• Brano proposto:
San Josemaria Escrivà
Mi preparo
Chiudo gli occhi,
mi concentro sul momento presente,
libero la mente da preoccupazioni e pensieri,
esprimo interiormente il mio desiderio di stare alla presenza del Signore
Entro nel testo (Lc 11,1-4)
Gesù si trovava in un luogo a pregare; quando ebbe finito, uno dei suoi discepoli gli disse: «Signore, insegnaci a pregare, come anche Giovanni ha insegnato ai suoi discepoli». Ed egli disse loro: «Quando pregate, dite: Padre, sia santificato il tuo nome, venga il tuo regno; dacci ogni giorno il nostro pane quotidiano, e perdona a noi i nostri peccati, anche noi infatti perdoniamo a ogni nostro debitore, e non abbandonarci alla tentazione».
Mi lascio ispirare
I discepoli sapevano perfettamente come pregare, avevano i Salmi e tutto un ricco formulario di preghiere e pratiche. Eppure, vedendo pregare Gesù capiscono che ci può essere molto di più. Gesù non ha detto una parola: la sua vita quotidiana di relazione col Padre rimanda le persone che ha intorno ad un oltre, le mette in discussione.
Come sarebbe bello avere il coraggio di quel discepolo, che ammette di non saper pregare, rinuncia ai suoi modelli e riparte dalla domanda dei bambini: «come si fa?». Forse è questo lo sbilanciamento che il Signore aspetta da noi per iniziare ad educarci (nel senso di ex-ducere, condurre fuori).
E in fondo tutta la preghiera che ci è donata dice di questo lasciar fare a Lui, perché si compia in pienezza nella nostra vita, ogni giorno, dandoci né più né meno del pane quotidiano. Questa insistenza sul qui ed ora pare fatta apposta per tranquillizzare le nostre ansie di non avere o essere abbastanza, di accumulare e programmare il più possibile. E se i nostri occhi rischiano sempre di ricadere su quello che manca, allora proviamo a volgerli verso quel che c’è di bello.

• Attività da svolgere:
a – Cita parola per parola il brano sulla preghiera da "San Josemaria Escrivà" a "testo (Lc 11,1-4)".
b – Nel brano sulla preghiera, di che cosa disponevano già i discepoli per pregare?

• Voci:
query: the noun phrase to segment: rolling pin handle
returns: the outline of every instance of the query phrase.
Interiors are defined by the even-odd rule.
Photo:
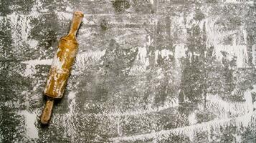
[[[53,105],[54,100],[48,99],[45,104],[44,110],[42,112],[42,115],[40,117],[41,124],[49,124],[52,116]]]

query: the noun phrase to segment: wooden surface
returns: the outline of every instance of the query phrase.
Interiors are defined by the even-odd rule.
[[[253,1],[0,1],[0,142],[255,142]],[[47,128],[73,11],[78,54]]]

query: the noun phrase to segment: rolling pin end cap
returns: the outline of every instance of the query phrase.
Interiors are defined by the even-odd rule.
[[[40,117],[40,122],[42,124],[44,125],[49,124],[52,116],[53,104],[54,104],[54,100],[48,99],[47,101],[44,110],[42,111],[42,115]]]

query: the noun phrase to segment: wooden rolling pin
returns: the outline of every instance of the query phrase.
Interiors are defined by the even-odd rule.
[[[76,34],[82,18],[83,14],[82,11],[75,11],[70,32],[60,40],[44,91],[47,101],[40,117],[42,124],[49,124],[54,101],[63,97],[70,69],[77,51],[78,44],[76,39]]]

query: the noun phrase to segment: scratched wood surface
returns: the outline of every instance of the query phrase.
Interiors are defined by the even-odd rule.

• Soluzioni proposte:
a –
San Josemaria Escrivà
Mi preparo
Chiudo gli occhi,
mi concentro sul momento presente,
libero la mente da preoccupazioni e pensieri,
esprimo interiormente il mio desiderio di stare alla presenza del Signore
Entro nel testo (Lc 11,1-4)

b – Dei Salmi e di tutto un ricco formulario di preghiere e pratiche.